# [Exercise]
Rescale the stretch from the line containing "every window shown above." through the line containing "[5,123,16,129]", both included: write out each of those lines again, requests too, with every bounding box coordinate in the answers multiplied by 2.2 and rounded to a whole number, halves up.

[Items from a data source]

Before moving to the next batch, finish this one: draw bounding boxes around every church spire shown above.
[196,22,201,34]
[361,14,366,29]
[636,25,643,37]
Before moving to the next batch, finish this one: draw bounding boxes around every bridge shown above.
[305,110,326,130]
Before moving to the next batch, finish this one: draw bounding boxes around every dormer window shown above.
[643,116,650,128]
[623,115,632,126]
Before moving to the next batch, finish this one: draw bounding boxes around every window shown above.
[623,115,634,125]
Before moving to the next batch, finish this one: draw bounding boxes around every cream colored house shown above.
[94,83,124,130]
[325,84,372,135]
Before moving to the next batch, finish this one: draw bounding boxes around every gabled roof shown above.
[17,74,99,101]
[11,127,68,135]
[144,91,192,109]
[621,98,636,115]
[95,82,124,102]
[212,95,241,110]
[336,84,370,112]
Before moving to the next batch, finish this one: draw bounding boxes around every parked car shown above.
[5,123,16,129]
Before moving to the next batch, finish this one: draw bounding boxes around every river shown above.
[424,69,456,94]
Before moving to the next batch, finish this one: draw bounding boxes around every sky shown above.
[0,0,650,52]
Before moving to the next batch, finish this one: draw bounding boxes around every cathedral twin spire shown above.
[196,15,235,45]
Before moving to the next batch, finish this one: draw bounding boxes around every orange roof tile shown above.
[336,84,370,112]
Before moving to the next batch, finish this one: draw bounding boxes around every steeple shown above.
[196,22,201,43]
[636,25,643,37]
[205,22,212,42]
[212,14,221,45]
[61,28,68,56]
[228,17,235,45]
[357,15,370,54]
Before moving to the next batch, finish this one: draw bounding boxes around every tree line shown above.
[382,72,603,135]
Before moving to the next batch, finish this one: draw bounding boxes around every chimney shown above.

# [Solution to the problem]
Before moving to the next batch, finish this one: draw bounding boxes around every window shown above.
[1371,253,1395,275]
Before moving to the next batch, finish this one: draw bounding boxes around every cream colored house shown above.
[207,183,273,286]
[715,185,818,297]
Before moving to the next batch, finish this one: draw bounding boxes around every gabled roof shown above.
[37,163,218,222]
[24,279,150,297]
[317,200,422,240]
[1366,216,1399,253]
[209,180,273,224]
[466,209,530,242]
[739,185,814,246]
Before moving to the next batch, finish this one: draw bounding boxes around every parked car shown above.
[11,271,35,284]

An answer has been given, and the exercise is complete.